**Written problem**
Write out the full listing again, exactly as it stands.

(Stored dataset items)
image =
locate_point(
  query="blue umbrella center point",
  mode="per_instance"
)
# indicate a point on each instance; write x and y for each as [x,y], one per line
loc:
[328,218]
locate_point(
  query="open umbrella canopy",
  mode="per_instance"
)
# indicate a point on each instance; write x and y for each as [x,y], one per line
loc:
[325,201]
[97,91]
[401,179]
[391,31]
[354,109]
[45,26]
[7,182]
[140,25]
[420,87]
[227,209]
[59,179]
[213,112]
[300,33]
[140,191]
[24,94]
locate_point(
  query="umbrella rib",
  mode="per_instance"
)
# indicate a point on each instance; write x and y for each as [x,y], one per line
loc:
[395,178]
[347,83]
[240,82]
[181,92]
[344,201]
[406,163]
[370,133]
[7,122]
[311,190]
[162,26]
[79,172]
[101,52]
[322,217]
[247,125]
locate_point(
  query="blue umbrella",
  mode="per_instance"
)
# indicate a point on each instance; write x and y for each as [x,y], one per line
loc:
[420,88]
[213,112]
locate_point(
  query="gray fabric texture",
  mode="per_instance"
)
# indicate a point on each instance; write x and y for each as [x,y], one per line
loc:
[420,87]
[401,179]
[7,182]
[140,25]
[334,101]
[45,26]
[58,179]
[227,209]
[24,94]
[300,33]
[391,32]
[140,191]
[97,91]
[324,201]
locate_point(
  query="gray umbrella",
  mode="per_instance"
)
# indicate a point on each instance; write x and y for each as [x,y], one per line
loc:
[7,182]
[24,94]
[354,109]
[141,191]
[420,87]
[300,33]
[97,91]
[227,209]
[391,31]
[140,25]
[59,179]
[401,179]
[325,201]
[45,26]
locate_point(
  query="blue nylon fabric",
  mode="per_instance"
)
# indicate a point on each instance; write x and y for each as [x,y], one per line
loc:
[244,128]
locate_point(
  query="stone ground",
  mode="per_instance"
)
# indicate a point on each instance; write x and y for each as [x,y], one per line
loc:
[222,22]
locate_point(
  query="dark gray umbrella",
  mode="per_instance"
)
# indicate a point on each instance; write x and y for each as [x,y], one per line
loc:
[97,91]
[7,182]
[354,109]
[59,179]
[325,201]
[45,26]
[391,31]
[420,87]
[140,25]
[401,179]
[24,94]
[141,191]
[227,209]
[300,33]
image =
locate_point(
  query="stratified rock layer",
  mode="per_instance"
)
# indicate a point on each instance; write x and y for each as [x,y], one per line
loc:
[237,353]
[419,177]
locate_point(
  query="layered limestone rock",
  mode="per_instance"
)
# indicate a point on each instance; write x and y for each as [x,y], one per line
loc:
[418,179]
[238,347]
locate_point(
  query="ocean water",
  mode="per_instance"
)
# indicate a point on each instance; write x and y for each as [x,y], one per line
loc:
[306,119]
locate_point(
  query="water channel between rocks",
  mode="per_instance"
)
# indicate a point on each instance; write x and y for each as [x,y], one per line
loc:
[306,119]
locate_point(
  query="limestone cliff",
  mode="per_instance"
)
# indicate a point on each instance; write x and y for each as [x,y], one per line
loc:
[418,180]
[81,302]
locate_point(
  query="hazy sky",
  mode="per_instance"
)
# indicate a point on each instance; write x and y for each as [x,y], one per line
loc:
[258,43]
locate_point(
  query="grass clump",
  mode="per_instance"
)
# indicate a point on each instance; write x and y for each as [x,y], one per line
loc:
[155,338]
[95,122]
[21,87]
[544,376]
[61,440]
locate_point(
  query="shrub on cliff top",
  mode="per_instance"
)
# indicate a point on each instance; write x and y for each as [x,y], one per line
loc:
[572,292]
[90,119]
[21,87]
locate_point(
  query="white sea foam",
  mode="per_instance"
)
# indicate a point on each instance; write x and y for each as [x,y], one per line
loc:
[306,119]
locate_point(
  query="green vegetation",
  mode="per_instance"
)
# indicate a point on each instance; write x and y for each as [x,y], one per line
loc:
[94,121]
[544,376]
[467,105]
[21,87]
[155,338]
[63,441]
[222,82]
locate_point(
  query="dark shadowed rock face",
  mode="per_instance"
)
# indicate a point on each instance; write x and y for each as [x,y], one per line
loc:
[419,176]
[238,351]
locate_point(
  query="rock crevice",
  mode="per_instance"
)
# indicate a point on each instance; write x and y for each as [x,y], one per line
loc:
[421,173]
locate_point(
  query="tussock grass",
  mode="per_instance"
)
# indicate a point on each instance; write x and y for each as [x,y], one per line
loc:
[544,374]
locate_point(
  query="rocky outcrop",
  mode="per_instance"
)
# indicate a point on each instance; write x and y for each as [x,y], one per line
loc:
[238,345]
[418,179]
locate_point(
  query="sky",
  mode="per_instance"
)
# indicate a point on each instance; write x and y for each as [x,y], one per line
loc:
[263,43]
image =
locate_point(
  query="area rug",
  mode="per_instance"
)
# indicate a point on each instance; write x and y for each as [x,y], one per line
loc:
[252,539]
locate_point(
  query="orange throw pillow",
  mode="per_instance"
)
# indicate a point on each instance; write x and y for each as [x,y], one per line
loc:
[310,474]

**Response to the exercise**
image =
locate_point(
  query="blue umbrella center point",
  mode="per_instance"
)
# indicate a point on each instance; write x and y for each as [x,y], one per line
loc:
[328,218]
locate_point(
  query="open umbrella canopy",
  mode="per_instance"
)
# indicate a point on each instance; write x and y for each as [x,y], one per line
loc:
[325,201]
[97,91]
[401,179]
[391,31]
[354,109]
[45,26]
[7,182]
[140,25]
[420,87]
[227,209]
[59,179]
[213,112]
[300,33]
[140,191]
[24,94]
locate_point(
  query="umbrella rib",
  mode="per_instance"
)
# indicate a point on each instance; write x and y for each as [x,y], one per line
loc:
[395,178]
[347,83]
[240,82]
[181,92]
[344,201]
[406,163]
[370,133]
[7,122]
[311,190]
[162,26]
[79,172]
[101,52]
[322,217]
[247,125]
locate_point(
  query="blue umbrella",
  mode="per_instance"
)
# indicate a point on each instance; write x and y for each as [x,y], one per line
loc:
[420,88]
[213,112]
locate_point(
  query="gray fabric texture",
  mode="per_instance"
)
# indicate a point on each instance; write x and y for each as [x,y], one per line
loc:
[420,87]
[401,179]
[7,182]
[140,25]
[334,101]
[45,26]
[58,179]
[227,209]
[24,94]
[300,33]
[391,32]
[140,191]
[97,91]
[324,201]
locate_point(
  query="gray umbrella",
  mode="per_instance"
)
# indicate a point on each instance; write x and y for each as [x,y], one per line
loc:
[7,182]
[24,94]
[354,109]
[141,191]
[420,87]
[300,33]
[97,91]
[227,209]
[391,31]
[140,25]
[59,179]
[401,179]
[325,201]
[45,26]
locate_point(
  query="blue nylon fabric",
  mode="per_instance"
)
# indicate a point on each instance; write x and y for each as [x,y], one per line
loc:
[244,128]
locate_point(
  query="stone ground",
  mode="per_instance"
)
# indicate a point on each instance; write x and y for each as [x,y], one per line
loc:
[222,22]
locate_point(
  query="dark gray umbrella",
  mode="per_instance"
)
# indicate a point on each instance; write x and y for each as [x,y], one per line
loc:
[97,91]
[7,182]
[354,109]
[59,179]
[325,201]
[45,26]
[391,31]
[420,87]
[140,25]
[401,179]
[24,94]
[141,191]
[227,209]
[300,33]
image =
locate_point(
  query="stratified rock layer",
  mode="per_instance"
)
# indicate a point on each instance; write x and y for each as [x,y], one per line
loc:
[237,353]
[419,177]
locate_point(
  query="layered limestone rock",
  mode="per_instance"
)
# indicate a point on each instance; write x and y for each as [x,y], one per line
loc:
[418,179]
[238,347]
locate_point(
  query="ocean water",
  mode="per_instance"
)
# indicate a point on each instance; write x and y for each as [x,y], one per line
loc:
[306,119]
locate_point(
  query="water channel between rocks",
  mode="per_instance"
)
# indicate a point on each instance; write x and y for each as [x,y], one per line
loc:
[306,119]
locate_point(
  query="limestone cliff",
  mode="per_instance"
)
# indicate a point on each instance; write x and y for each as [x,y], one per line
loc:
[418,180]
[81,302]
locate_point(
  query="hazy sky",
  mode="per_instance"
)
# indicate a point on each instance; write x and y for each as [x,y], one per line
loc:
[258,43]
locate_point(
  query="grass clump",
  mode="per_instance"
)
# indicate a point on each instance; write x and y for each as [x,y], one per line
loc:
[155,338]
[95,122]
[21,87]
[544,376]
[61,440]
locate_point(
  query="shrub on cliff top",
  mode="per_instance"
)
# indicate a point on each instance; write x and y for each as [x,y], one per line
loc:
[572,292]
[90,119]
[21,87]
locate_point(
  query="white sea foam",
  mode="per_instance"
)
# indicate a point on each instance; write x and y for each as [x,y], one per line
loc:
[306,119]
locate_point(
  query="green vegetation",
  mode="per_instance"
)
# indicate a point on each instance; write x and y for each as [x,y], one per line
loc:
[94,121]
[544,376]
[467,105]
[21,87]
[155,338]
[63,441]
[222,82]
locate_point(
  query="dark shadowed rock face",
  mode="per_instance"
)
# indicate a point on each instance; write x and y for each as [x,y], one per line
loc:
[419,176]
[238,351]
locate_point(
  query="rock crevice",
  mode="per_instance"
)
# indicate a point on each instance; write x and y for each as [x,y], one per line
loc:
[421,173]
locate_point(
  query="tussock grass",
  mode="per_instance"
)
# indicate a point on each instance; write x and y for each as [x,y], one per line
loc:
[544,374]
locate_point(
  query="rocky outcrop",
  mode="per_instance"
)
# indicate a point on each instance; write x and y for each as [x,y], one per line
loc:
[238,345]
[418,179]
locate_point(
  query="sky",
  mode="per_instance"
)
# indicate a point on each instance; write x and y for each as [x,y], one per line
loc:
[263,43]
image =
locate_point(
  query="area rug",
  mode="per_instance"
)
# indicate a point on each instance; write x and y for each as [x,y], one per line
loc:
[252,539]
locate_point(
  query="orange throw pillow",
  mode="per_instance"
)
# indicate a point on each instance; write x and y for each as [x,y], one per line
loc:
[310,474]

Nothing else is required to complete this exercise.